Work instruction: Please output exactly the lines from the one containing "text, one POLYGON" through the last line of the records, both included.
--- START ---
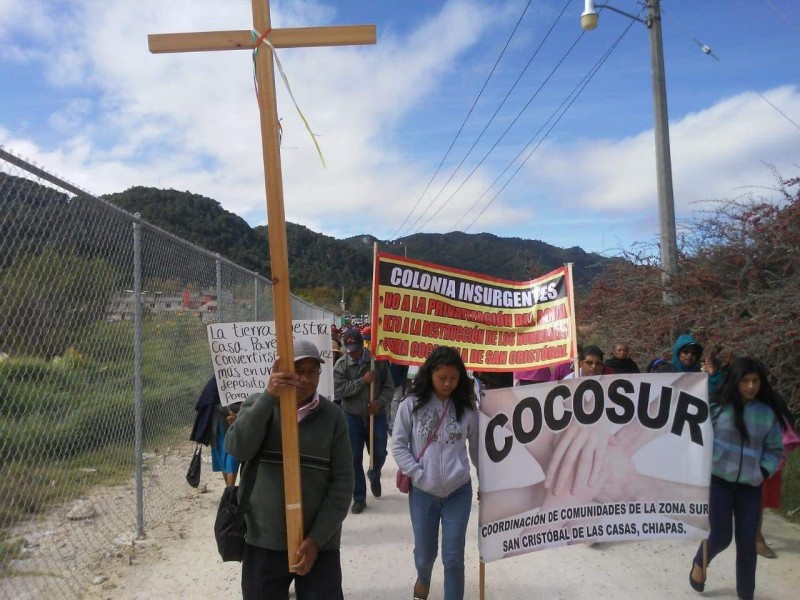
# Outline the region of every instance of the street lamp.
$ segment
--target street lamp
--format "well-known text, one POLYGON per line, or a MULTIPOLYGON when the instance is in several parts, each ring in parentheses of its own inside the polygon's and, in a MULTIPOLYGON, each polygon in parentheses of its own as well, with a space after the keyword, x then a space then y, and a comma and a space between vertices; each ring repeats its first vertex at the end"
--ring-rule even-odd
POLYGON ((678 268, 678 246, 675 234, 675 197, 672 192, 672 158, 669 151, 669 120, 667 118, 667 83, 664 76, 664 44, 661 39, 661 2, 647 0, 647 19, 609 6, 586 0, 581 15, 581 27, 590 31, 597 27, 599 15, 595 7, 625 15, 643 23, 650 31, 650 70, 653 77, 653 110, 656 134, 656 179, 658 182, 658 216, 661 240, 661 270, 665 276, 678 268))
--- END ---
Solution for this problem:
--format "well-known text, one POLYGON per line, or a MULTIPOLYGON when the instance is in several parts, each ring in parentheses of its own inside the polygon's and, in a MULTIPOLYGON, each polygon in parentheses of its own as well, with a space after the keyword, x then a space then y, and a comma and a space between vertices; each ring repeats its first vertex at the end"
--ring-rule even-odd
POLYGON ((678 268, 678 246, 675 234, 675 197, 672 192, 672 158, 669 151, 669 120, 667 118, 667 83, 664 76, 664 44, 661 39, 661 2, 647 0, 647 19, 609 6, 586 0, 581 15, 581 27, 590 31, 597 27, 599 15, 595 7, 625 15, 643 23, 650 31, 650 70, 653 77, 653 110, 656 134, 656 179, 658 182, 658 216, 661 240, 661 270, 665 276, 678 268))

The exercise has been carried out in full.